▶ What the exercise asks: Find every line in the entries below that contains the string "region", matching case exactly, and copy each of those lines.

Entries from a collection
════════════════════
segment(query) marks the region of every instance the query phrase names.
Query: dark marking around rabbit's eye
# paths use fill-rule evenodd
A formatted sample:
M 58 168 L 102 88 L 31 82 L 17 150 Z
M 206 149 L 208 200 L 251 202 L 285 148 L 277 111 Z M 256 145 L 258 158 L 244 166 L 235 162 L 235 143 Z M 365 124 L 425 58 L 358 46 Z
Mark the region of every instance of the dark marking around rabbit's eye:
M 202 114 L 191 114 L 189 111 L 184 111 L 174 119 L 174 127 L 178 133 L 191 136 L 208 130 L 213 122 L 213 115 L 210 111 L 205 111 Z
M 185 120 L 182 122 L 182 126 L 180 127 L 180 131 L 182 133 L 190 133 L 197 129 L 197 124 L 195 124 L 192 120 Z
════════════════════
▶ Written solution:
segment(query) marks the region of every instance the query phrase names.
Mark the region of every instance of the dark marking around rabbit's eye:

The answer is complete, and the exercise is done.